Consignes:
1. Recopiez mot pour mot le passage du texte sur le productivisme qui commence à « C’est l’histoire d’une » et se termine à « le souci écologique. ».
2. Prolongez le texte sur le productivisme en reprenant juste après sa dernière phrase.

━━━━━ Texte

Son logiciel prédateur semble l’emporter avec son « impératif de jouissance et de performance » sur toute considération d’équité alors même que s’achève sa phase redistributrice et démocratique.
C’est l’histoire d’une défaite idéologique et politique que retrace la nouvelle somme érudite et historique de Serge Audier – après La Société écologique et ses ennemis (La Découverte, 2017) qui, déjà, montrait comment une hégémonie industrialiste et productiviste a occulté le souci écologique.
Le concept de productivisme « compris comme la quête illimitée de la production maximale », ne constitue pas seulement un symptôme : il aide à déchiffrer une dimension essentielle de l’industrialisme, indissociable « non seulement du capitalisme, mais aussi de l’histoire même du communisme, du socialisme et d’une très large partie de la gauche ».
Le dogme industrialiste
L’invention de James Watt (1736-1819) à la source de l’essor de l’industrie mondiale, la machine à vapeur, a été saluée en son temps comme la réalisation de « l’antique fable de Promothée »...
En 1817, le comte de Saint-Simon (1760-1825) lance la publication de L’Industrie sous le slogan : « Tout pour l’industrie, tout par elle ».
Ainsi, constate Audier, la politique devient « la science de la production et l’Etat lui-même a vocation à se transformer en une grande forme d’industrie » - autant dire que la politique est dissoute dans « l’utopie libérale du marché »...
Un imaginaire culturel et politique hante les « esprits éclairés » : celui de la domination industrielle et technique, d’une exploitation systématique de la planète...

━━━━━━━━━━
━━━━━ Lignes enregistrées

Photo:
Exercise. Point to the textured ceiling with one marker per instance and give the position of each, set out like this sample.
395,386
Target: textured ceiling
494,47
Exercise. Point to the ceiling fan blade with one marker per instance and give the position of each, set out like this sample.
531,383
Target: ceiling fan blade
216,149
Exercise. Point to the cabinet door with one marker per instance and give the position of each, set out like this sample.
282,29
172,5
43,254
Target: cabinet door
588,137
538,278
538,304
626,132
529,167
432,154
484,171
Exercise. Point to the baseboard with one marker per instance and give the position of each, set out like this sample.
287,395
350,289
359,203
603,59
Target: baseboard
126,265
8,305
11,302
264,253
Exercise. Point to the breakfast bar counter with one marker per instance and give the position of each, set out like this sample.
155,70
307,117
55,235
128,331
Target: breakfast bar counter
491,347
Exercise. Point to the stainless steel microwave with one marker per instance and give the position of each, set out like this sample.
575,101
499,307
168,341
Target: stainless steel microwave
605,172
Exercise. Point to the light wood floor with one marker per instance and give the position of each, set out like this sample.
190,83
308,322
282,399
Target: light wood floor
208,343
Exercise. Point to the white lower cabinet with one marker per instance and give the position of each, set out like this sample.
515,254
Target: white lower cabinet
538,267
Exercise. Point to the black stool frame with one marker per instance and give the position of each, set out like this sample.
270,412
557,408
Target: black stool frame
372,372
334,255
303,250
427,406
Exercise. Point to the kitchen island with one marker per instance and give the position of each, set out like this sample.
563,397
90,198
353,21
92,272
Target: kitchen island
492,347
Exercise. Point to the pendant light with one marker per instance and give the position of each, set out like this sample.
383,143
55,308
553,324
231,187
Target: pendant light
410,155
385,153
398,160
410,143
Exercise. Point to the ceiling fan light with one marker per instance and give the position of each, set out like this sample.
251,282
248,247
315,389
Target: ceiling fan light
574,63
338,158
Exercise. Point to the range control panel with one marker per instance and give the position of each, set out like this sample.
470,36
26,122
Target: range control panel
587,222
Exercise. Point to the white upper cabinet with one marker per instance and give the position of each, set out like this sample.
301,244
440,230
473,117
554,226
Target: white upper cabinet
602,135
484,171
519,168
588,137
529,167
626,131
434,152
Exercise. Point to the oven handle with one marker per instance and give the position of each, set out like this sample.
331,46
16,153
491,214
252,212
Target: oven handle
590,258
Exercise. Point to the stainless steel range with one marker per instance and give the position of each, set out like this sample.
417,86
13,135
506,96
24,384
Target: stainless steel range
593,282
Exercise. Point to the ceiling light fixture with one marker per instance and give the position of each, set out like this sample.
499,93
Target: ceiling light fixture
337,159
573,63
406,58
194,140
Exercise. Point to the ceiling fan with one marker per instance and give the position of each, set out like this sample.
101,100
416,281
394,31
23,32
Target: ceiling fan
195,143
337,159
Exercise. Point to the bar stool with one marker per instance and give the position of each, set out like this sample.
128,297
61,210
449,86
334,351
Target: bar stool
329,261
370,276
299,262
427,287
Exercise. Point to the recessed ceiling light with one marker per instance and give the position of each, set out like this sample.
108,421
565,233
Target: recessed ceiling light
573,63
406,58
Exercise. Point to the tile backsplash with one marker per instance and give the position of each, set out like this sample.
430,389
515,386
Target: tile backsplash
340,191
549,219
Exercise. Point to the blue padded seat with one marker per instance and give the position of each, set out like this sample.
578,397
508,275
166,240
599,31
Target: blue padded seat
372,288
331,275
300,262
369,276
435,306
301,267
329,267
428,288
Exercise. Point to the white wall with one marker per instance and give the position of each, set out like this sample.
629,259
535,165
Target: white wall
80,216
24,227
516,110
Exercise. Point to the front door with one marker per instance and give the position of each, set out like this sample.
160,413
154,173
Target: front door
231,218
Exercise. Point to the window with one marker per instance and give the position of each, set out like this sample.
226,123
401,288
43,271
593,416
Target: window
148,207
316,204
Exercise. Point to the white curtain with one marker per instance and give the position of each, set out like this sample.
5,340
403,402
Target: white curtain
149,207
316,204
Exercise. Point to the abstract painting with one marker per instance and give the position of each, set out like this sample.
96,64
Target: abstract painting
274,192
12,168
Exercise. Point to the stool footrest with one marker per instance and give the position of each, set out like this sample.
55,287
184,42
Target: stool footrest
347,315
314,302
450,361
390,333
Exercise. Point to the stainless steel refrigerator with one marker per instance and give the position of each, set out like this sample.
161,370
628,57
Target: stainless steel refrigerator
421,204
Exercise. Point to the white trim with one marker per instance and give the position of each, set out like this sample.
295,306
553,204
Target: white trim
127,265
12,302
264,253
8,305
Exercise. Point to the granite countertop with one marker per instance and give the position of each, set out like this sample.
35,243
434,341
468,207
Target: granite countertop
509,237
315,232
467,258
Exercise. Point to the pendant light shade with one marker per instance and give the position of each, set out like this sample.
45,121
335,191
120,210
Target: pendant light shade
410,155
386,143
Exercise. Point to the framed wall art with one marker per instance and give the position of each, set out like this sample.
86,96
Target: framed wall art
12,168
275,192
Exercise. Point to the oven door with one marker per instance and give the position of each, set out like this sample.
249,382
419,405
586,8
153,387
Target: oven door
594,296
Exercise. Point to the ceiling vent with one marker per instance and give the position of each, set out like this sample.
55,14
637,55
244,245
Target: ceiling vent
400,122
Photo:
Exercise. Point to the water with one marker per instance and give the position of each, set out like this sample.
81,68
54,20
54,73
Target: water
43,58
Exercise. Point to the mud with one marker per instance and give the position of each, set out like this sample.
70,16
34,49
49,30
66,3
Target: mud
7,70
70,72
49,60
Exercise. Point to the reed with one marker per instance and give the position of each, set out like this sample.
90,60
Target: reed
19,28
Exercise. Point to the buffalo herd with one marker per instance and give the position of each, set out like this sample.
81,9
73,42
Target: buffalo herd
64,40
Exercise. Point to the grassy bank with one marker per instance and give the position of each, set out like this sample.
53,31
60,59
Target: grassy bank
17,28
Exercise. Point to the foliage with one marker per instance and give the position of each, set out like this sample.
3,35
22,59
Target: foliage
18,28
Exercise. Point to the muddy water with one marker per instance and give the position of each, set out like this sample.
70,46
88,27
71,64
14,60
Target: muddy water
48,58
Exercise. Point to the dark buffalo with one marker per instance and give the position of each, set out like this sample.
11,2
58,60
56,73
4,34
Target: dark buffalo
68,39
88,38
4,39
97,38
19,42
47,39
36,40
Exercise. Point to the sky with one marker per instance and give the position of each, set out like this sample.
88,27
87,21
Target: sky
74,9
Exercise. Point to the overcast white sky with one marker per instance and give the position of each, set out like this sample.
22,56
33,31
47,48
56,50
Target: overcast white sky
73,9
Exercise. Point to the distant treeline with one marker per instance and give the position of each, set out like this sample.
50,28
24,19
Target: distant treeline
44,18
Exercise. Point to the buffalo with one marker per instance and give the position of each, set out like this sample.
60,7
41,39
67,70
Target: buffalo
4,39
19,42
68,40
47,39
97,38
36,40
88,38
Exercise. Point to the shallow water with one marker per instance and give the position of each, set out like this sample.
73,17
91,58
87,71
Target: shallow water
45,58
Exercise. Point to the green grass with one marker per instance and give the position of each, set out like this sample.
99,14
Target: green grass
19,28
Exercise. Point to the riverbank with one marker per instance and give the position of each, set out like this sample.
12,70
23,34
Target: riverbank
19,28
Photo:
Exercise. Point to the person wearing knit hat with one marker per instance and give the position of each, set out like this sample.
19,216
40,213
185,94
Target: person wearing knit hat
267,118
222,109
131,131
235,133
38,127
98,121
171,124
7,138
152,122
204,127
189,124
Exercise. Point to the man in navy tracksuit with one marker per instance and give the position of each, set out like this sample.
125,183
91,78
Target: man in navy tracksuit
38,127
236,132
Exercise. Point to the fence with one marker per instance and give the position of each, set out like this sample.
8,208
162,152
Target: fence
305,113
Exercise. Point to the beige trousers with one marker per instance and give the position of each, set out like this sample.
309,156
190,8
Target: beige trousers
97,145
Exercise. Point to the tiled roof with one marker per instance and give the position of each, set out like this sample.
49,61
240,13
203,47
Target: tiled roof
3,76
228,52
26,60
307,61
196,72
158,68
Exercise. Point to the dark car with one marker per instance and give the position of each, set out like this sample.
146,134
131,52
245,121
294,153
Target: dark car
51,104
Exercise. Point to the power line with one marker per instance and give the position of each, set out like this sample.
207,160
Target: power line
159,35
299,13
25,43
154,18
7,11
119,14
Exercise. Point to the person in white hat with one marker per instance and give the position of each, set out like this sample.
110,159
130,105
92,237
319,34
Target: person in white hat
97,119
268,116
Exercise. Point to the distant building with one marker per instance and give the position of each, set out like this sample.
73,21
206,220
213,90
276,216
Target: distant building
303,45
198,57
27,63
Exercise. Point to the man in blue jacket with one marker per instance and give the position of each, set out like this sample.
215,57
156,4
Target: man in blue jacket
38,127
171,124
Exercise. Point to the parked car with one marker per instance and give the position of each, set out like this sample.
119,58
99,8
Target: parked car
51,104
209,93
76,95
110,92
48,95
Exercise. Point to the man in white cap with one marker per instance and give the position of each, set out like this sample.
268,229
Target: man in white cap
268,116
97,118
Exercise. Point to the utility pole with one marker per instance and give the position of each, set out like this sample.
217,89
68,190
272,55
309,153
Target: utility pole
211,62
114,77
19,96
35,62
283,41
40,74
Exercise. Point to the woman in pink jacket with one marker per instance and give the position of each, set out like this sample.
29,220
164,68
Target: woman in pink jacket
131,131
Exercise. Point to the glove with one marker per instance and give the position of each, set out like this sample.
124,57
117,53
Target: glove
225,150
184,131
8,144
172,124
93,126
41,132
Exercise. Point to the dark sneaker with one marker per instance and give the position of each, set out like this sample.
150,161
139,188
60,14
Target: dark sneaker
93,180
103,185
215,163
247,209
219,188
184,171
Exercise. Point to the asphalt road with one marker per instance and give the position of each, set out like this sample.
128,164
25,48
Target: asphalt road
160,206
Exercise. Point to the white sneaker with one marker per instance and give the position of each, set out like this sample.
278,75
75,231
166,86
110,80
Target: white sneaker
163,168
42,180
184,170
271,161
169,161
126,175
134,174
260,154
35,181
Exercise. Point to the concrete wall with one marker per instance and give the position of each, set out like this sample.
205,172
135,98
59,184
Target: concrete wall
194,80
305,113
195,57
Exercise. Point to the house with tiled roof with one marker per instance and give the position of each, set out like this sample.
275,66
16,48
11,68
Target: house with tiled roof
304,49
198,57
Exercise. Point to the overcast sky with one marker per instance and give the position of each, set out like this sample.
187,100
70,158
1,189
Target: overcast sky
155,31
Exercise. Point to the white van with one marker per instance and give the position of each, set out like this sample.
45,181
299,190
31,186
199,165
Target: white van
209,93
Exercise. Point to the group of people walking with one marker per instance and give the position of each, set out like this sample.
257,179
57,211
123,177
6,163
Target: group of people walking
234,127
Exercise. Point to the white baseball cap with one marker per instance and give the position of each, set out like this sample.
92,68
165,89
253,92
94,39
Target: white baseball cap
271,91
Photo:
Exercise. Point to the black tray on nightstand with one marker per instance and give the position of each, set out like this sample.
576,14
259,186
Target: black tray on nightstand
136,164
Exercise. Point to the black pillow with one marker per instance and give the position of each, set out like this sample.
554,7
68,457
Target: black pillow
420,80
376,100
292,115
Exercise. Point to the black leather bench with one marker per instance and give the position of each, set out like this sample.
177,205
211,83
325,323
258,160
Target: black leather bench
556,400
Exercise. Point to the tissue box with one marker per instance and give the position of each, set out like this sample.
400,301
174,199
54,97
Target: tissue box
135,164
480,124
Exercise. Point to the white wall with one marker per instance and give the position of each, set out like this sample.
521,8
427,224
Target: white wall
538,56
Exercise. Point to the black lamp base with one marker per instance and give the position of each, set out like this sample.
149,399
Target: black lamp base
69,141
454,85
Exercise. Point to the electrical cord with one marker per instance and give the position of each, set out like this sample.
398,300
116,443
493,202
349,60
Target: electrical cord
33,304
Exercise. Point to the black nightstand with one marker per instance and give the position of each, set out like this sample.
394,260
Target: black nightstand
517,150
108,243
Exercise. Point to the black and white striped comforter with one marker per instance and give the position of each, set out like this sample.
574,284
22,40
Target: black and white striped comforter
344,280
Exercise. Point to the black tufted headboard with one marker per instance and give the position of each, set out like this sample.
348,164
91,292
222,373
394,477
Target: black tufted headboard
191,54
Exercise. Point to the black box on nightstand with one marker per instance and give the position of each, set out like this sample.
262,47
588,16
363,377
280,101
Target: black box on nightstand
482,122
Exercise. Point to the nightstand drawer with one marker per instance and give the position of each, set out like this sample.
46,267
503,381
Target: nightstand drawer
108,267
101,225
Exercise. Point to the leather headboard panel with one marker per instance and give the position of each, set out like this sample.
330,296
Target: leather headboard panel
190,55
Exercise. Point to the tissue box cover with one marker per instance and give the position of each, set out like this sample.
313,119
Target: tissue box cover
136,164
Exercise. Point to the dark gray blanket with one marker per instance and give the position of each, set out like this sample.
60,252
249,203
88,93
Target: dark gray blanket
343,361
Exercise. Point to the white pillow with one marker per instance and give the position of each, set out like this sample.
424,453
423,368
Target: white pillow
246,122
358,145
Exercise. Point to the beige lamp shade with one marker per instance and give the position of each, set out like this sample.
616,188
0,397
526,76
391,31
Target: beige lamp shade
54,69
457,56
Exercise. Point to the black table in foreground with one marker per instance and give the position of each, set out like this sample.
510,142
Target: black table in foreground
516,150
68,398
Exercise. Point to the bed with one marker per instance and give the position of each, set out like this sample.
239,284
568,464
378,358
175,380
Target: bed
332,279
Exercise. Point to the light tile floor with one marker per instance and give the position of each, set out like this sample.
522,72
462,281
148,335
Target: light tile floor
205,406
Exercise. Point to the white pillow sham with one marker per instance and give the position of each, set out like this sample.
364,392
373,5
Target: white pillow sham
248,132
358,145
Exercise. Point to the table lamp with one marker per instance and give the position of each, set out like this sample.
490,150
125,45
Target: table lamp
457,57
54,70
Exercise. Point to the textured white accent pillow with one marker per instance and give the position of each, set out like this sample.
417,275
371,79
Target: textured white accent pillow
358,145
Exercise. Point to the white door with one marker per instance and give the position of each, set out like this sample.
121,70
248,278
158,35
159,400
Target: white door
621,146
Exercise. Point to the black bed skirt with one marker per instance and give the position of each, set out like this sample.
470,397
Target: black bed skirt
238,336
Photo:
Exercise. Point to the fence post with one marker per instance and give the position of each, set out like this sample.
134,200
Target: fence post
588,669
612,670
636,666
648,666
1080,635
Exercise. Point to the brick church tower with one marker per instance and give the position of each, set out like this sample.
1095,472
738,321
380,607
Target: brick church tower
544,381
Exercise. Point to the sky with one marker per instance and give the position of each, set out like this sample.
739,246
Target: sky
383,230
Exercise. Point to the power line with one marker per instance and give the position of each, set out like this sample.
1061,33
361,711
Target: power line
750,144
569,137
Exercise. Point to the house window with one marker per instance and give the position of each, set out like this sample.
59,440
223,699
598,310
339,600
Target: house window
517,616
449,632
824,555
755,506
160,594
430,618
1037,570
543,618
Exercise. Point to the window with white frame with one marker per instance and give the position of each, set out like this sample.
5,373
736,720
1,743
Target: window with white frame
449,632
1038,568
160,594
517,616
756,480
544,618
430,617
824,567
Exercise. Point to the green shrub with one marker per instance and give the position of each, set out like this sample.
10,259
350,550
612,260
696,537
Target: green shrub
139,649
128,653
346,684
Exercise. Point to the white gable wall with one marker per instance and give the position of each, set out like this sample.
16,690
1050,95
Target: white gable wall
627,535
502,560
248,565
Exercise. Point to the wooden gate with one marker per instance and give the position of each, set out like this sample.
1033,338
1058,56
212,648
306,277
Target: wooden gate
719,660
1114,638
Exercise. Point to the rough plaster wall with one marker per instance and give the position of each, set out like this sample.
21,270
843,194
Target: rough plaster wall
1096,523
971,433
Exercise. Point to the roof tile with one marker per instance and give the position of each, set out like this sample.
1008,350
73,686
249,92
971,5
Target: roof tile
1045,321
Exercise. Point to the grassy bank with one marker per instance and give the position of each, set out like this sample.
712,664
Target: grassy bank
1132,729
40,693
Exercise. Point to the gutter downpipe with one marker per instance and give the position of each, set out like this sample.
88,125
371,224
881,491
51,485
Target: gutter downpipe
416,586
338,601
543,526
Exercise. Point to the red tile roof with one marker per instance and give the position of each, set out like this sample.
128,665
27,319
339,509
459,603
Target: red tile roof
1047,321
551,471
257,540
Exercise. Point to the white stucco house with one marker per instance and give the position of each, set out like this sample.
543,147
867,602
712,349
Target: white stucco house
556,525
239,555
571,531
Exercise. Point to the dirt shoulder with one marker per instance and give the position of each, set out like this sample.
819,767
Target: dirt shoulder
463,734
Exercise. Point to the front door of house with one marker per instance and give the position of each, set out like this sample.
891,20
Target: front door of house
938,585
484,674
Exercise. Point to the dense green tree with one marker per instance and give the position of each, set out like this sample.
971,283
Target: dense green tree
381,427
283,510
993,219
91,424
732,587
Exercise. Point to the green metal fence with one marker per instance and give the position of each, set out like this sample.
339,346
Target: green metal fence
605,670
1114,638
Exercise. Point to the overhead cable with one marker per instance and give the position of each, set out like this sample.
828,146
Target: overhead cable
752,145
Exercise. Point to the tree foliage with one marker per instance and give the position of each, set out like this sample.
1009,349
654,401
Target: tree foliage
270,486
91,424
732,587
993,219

━━━━━━━━━━

Réponses par consigne:
1.
C’est l’histoire d’une défaite idéologique et politique que retrace la nouvelle somme érudite et historique de Serge Audier – après La Société écologique et ses ennemis (La Découverte, 2017) qui, déjà, montrait comment une hégémonie industrialiste et productiviste a occulté le souci écologique.

2.
Le saint-simonien Edouard Charton (1807-1890) joue un rôle décisif dans le « culte du progrès » avec le lancement du Magasin pittoresque en 1833, de L’Illustration en 1843 et du Tour du Monde en 1860. Ces périodiques grand public prolongent le programme saint-simonien de « domination scientifique et technique du globe pour le bien de l’humanité »...
Chez Marx (1818-1883) aussi, l’on trouve cette foi dans « l’activité transformatrice prométhéenne de l’homme » et la « domination démiurgique de la nature »...
Au début du XXe siècle, la société de consommation mondiale est en germe à Detroit, avec la conception de la Ford T (1908) qui donne le coup d’envoi d’une production exponentielle et de l’automobilité de masse.
En juillet 1916, le président Woodrow Wilson (1856-1924) y fait un discours devant le premier congrès mondial des « vendeurs » annonçant une société de consommation mondiale.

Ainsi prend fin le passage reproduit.